-- Begin DOCUMENT TEXT --

Boyd Corporation is a manufacturer that uses job-order costing . On  January 1, 2024, the company’s inventory balances were as follows:

Raw Materials Inventory 40,000$

Work-in-Process Inventory 18,000$

Finished Goods Inventory35,000$

The  company applies overhead cost to jobs on the basis of direct  labor-hours. For the current year, 2024, the company’s predetermined  overhead rate of $16.25 per direct labor-hour was based on a cost  formula that estimated $650,000 of total manufacturing overhead for an  estimated activity level of 40,000 direct labor-hours. 

Requirement :

1. Compute the predetermined overhead allocation rate for fiscal year 2024. Use the blue shaded areas for inputs. (MOH Tab) 

2. Use Excel to journalize the transactions listed in the Transactions tab for the current year, 2024. (Journal Entries tab) 

3.  Enter the beginning balances for the inventories in the T-accounts.  Assume the rest of the accounts have beginning balances of zero. Post  the journal entries to T-accounts. T-account balances will automatically  calculate except for Manufacturing Overhead. You will need to calculate  the appropriate balance in that account. (T-Accounts tab)

-- End DOCUMENT TEXT --
-- Begin DATA SUPPLIED --

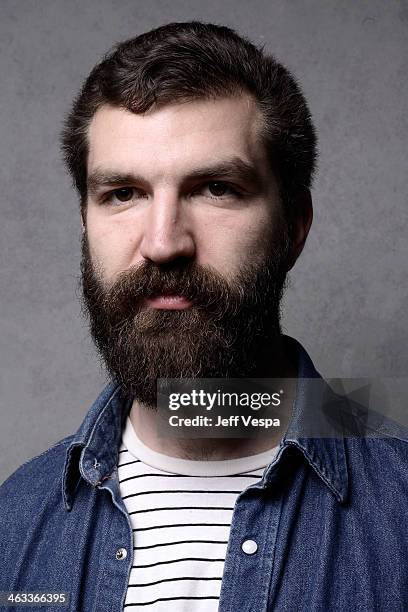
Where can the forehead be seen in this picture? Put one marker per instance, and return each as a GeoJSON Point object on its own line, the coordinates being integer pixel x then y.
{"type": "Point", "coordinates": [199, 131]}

-- End DATA SUPPLIED --
-- Begin DATA SUPPLIED --

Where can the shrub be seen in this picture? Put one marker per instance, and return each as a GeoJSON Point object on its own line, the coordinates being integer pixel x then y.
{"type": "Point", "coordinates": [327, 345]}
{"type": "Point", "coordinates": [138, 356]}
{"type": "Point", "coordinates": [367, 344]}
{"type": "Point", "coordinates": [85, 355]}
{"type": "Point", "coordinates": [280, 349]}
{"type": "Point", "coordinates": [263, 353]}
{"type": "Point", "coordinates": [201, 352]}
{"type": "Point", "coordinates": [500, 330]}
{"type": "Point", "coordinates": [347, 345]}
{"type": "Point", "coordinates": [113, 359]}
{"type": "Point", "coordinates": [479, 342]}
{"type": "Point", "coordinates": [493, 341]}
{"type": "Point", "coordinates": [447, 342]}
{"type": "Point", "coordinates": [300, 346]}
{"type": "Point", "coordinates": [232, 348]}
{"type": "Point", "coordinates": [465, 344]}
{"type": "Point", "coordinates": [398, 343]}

-- End DATA SUPPLIED --
-- Begin DATA SUPPLIED --

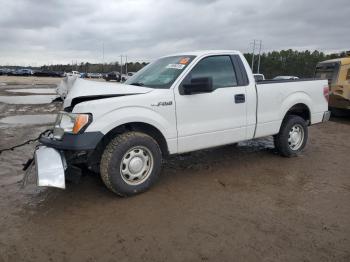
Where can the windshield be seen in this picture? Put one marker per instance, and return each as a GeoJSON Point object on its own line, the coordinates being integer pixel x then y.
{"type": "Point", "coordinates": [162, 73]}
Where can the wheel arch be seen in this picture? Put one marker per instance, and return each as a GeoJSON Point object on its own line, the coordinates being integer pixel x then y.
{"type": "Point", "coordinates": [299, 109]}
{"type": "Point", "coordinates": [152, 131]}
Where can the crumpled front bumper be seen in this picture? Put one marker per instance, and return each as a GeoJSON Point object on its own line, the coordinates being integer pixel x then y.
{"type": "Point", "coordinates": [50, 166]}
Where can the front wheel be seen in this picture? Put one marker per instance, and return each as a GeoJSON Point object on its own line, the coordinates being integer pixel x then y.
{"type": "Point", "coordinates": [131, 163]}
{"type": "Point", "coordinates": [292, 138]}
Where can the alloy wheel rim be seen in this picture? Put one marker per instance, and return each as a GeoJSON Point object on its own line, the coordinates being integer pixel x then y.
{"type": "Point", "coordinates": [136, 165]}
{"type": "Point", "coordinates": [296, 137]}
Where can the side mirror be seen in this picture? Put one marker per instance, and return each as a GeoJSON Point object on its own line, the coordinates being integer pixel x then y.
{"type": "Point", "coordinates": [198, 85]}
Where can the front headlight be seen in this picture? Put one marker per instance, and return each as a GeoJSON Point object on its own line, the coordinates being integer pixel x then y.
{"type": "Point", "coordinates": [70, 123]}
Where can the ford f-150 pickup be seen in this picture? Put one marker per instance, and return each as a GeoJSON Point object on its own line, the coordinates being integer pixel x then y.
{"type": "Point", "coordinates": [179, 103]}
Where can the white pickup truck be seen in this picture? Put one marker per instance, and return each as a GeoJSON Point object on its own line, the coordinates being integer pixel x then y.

-- End DATA SUPPLIED --

- WORK TO DO -
1. Summarize the Boyd Corporation text in three sentences.
2. Answer these questions from the Boyd Corporation text:
(a) What was the Work-in-Process Inventory balance on January 1, 2024?
(b) What activity level, in direct labor-hours, was estimated for 2024?
(c) Which account's T-account balance does not calculate automatically?

- IN RESPONSE -
1. Boyd Corporation, a manufacturer using job-order costing, started 2024 with $40,000 in Raw Materials Inventory, $18,000 in Work-in-Process Inventory, and $35,000 in Finished Goods Inventory. It applies overhead to jobs on the basis of direct labor-hours, with a 2024 predetermined rate of $16.25 per direct labor-hour based on an estimated $650,000 of total manufacturing overhead and 40,000 direct labor-hours. The requirements are to compute the predetermined overhead rate, journalize the year's transactions in Excel, and post them to T-accounts that start with the given inventory balances, calculating the Manufacturing Overhead balance separately.

2.
(a) $18,000
(b) 40,000 direct labor-hours
(c) Manufacturing Overhead